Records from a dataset
# # # # # # #
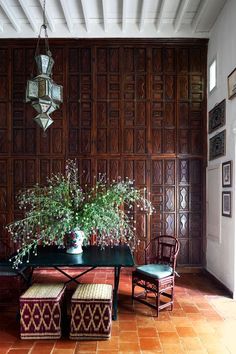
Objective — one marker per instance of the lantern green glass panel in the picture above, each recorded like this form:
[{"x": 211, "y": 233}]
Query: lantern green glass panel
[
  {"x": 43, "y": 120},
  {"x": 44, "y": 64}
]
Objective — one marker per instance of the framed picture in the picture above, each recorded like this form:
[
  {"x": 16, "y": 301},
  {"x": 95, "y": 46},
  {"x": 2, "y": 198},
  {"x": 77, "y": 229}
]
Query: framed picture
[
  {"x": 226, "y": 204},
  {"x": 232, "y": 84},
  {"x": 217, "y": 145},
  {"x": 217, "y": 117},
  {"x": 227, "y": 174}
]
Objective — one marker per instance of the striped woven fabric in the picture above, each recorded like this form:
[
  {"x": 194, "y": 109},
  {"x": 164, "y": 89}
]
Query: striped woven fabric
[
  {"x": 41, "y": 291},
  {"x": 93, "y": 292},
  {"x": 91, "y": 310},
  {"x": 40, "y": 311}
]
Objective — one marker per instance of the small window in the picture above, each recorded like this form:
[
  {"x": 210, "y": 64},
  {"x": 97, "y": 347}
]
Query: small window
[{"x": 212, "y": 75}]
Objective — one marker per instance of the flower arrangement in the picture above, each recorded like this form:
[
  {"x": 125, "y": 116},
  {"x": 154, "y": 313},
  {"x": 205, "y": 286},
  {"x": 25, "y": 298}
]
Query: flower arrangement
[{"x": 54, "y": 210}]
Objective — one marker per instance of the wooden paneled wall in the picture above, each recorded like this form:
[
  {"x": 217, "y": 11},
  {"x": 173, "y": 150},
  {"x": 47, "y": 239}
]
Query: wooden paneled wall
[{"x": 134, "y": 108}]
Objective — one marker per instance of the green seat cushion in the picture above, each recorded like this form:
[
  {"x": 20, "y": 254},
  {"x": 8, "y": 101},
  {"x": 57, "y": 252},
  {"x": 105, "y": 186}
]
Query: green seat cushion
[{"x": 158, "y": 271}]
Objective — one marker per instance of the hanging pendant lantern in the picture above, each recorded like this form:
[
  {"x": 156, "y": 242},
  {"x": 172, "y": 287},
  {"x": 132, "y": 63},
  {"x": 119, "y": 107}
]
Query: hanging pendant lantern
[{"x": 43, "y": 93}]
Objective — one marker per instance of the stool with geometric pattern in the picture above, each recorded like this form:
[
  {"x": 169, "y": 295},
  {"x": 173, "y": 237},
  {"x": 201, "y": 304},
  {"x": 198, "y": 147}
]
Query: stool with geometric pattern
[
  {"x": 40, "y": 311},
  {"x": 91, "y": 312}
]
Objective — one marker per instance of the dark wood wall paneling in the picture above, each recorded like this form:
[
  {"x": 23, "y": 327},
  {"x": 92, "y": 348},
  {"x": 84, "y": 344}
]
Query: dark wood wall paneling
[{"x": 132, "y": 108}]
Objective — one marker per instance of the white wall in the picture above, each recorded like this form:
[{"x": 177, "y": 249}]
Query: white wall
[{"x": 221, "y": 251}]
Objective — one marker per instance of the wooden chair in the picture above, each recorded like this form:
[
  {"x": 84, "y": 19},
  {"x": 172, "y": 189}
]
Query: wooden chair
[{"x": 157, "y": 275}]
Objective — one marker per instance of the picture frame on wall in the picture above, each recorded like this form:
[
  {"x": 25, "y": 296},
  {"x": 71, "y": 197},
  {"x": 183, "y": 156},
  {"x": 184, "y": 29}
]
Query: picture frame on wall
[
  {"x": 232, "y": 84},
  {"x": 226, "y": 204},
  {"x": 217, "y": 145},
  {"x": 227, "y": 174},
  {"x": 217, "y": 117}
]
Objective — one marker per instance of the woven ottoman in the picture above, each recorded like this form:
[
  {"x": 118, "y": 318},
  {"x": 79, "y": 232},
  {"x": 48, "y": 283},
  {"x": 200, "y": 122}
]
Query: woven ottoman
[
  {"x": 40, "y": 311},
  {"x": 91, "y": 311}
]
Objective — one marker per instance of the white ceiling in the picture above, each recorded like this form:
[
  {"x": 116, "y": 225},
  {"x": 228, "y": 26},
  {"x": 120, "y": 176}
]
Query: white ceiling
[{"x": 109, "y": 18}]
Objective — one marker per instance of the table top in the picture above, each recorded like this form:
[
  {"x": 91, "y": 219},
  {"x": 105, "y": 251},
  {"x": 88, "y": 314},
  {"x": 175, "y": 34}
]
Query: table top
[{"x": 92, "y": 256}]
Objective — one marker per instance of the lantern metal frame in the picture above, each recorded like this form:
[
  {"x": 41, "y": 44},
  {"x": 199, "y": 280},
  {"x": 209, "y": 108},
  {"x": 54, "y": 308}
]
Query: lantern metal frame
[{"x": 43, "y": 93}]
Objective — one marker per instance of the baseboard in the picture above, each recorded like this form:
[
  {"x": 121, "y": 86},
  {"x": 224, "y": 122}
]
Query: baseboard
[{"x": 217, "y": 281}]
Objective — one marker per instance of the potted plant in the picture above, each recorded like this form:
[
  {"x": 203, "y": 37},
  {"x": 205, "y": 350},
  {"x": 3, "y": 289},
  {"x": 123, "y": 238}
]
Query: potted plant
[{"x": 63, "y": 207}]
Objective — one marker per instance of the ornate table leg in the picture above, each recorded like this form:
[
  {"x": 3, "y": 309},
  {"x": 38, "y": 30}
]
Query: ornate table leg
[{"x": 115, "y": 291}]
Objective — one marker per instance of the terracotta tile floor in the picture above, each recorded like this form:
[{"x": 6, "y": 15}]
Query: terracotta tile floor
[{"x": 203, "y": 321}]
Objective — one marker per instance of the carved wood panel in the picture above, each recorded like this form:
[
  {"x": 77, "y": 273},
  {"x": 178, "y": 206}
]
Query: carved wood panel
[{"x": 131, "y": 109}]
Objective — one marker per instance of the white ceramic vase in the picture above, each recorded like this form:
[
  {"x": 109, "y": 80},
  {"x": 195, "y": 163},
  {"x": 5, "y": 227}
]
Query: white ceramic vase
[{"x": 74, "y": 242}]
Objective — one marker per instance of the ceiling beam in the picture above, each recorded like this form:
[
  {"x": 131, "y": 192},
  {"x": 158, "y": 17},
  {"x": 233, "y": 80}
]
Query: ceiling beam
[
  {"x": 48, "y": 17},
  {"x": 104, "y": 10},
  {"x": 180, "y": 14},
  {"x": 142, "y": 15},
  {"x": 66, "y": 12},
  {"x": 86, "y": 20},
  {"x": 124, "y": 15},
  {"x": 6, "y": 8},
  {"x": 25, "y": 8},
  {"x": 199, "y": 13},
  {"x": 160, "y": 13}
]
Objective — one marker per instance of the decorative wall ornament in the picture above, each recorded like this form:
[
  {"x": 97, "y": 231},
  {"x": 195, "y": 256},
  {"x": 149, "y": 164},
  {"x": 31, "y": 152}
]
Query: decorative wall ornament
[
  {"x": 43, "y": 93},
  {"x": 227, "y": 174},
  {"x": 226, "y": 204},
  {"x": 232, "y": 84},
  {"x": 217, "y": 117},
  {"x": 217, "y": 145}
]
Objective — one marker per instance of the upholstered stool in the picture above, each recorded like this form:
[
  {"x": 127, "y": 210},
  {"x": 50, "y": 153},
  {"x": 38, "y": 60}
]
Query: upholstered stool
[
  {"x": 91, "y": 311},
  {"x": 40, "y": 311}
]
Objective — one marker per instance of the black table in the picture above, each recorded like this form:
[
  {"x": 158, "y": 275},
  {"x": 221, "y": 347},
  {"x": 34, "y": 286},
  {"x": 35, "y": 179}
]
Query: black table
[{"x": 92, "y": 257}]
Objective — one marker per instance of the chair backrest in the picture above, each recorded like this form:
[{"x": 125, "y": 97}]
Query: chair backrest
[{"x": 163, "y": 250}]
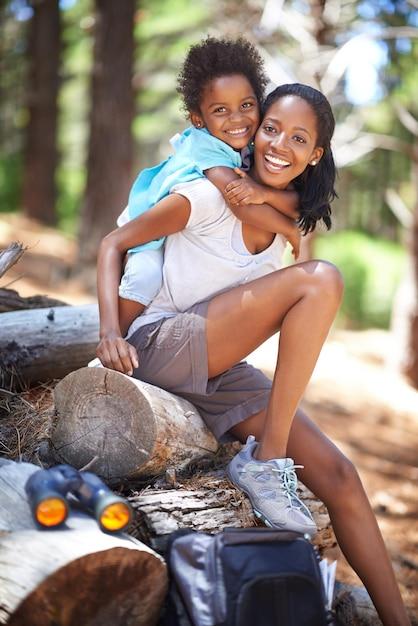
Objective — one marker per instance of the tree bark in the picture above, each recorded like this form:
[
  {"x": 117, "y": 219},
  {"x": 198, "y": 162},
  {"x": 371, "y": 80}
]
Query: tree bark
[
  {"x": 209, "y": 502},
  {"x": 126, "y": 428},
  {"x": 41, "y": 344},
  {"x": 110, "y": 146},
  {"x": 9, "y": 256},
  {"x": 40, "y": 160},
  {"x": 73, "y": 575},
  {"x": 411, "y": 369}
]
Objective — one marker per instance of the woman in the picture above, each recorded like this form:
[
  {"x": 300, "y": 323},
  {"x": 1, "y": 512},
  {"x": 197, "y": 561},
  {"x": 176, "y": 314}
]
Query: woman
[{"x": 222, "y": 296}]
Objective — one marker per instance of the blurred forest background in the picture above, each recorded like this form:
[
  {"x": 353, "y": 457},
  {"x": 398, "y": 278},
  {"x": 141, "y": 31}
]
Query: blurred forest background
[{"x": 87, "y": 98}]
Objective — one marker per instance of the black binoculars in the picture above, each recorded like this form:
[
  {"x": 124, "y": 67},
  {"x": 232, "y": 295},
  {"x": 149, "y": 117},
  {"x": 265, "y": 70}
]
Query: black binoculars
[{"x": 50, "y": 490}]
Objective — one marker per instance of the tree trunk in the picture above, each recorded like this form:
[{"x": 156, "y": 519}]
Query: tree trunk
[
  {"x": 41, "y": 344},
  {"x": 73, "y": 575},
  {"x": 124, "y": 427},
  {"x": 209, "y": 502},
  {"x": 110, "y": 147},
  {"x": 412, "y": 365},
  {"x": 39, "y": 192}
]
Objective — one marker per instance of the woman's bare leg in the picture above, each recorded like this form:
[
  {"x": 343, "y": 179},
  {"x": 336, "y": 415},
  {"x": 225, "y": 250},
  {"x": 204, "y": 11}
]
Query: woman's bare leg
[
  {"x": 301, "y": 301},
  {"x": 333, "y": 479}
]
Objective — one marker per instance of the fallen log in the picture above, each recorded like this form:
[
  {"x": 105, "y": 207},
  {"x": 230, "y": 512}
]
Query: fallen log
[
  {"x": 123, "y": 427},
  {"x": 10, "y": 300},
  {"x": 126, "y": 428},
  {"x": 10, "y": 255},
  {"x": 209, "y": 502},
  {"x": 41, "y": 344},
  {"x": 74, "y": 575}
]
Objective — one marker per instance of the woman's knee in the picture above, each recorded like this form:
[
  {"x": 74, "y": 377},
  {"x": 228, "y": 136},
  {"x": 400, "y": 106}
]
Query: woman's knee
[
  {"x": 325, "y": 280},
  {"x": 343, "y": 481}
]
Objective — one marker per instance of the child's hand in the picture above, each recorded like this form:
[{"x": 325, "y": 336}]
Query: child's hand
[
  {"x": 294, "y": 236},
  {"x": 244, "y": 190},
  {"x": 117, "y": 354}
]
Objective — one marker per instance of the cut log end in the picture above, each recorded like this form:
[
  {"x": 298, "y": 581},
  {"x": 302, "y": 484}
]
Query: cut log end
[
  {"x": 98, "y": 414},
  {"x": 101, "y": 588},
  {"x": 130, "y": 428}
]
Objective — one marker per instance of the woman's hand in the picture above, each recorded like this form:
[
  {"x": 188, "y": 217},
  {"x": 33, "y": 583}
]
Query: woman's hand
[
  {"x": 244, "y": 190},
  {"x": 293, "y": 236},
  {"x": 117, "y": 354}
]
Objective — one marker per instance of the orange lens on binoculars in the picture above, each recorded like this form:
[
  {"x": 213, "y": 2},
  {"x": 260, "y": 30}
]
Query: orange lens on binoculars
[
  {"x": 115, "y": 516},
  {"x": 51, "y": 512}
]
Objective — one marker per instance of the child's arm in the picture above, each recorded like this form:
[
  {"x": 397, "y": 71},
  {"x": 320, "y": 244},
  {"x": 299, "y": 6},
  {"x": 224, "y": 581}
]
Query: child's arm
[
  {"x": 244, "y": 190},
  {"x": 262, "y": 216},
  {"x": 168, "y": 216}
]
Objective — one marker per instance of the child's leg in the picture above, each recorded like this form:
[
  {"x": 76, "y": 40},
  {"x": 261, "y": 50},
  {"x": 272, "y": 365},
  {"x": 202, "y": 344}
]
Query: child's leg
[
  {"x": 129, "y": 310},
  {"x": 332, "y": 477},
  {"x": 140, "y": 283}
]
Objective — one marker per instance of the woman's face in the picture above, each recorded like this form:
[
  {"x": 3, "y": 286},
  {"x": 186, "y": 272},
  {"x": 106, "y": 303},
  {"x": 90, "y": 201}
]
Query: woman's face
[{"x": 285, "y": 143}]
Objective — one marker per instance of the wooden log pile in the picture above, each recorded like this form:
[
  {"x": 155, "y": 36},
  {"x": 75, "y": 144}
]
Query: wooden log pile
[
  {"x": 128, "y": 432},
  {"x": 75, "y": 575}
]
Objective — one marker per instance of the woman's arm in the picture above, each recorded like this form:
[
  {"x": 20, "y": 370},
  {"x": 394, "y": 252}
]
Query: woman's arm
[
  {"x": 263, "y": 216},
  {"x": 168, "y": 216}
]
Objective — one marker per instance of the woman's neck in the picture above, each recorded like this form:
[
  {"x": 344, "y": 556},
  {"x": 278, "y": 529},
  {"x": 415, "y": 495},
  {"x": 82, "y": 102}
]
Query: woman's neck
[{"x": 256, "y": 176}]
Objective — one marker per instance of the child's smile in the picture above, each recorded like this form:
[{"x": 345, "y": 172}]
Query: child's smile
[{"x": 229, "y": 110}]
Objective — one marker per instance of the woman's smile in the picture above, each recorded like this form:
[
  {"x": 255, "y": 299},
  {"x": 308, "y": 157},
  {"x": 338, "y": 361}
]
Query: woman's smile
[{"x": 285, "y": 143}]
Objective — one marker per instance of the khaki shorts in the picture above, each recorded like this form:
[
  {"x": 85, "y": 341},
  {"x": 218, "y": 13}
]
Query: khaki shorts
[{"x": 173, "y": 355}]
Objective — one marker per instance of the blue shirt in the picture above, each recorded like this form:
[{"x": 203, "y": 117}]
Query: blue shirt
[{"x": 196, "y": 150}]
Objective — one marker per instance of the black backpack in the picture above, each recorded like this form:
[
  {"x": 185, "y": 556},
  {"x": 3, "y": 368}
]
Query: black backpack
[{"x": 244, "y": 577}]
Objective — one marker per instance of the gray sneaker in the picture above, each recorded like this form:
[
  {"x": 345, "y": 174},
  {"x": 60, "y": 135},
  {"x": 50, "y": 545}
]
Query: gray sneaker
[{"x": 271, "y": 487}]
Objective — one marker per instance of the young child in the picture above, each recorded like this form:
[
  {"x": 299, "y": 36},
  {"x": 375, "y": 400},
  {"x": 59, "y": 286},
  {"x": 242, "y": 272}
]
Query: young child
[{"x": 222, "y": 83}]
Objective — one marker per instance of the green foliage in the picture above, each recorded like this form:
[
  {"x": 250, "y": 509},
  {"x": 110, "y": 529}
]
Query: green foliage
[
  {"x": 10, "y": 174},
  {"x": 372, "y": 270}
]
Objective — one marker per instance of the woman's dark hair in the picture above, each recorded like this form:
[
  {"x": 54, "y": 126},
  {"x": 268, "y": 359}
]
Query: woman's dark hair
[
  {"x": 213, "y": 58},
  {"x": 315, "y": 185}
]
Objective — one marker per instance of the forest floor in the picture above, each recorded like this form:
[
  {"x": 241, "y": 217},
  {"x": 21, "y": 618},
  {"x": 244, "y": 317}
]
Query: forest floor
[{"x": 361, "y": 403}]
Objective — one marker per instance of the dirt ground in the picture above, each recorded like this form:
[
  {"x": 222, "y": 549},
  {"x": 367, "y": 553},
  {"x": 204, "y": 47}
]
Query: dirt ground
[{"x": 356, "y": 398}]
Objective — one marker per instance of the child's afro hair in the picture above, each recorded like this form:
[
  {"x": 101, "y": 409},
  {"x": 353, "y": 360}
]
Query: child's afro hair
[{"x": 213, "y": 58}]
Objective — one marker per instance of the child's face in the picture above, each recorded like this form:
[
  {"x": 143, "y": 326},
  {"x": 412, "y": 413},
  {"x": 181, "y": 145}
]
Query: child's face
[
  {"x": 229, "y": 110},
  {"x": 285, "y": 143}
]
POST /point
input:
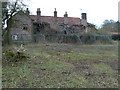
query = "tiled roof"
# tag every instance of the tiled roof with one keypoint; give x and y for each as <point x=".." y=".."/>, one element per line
# # # # # # #
#### Exercise aim
Could you return the lines in the entries above that contain "point"?

#### Task response
POST /point
# tag every instance of the tiled roof with one keypoint; give x and y for each as <point x=".." y=".."/>, one element per line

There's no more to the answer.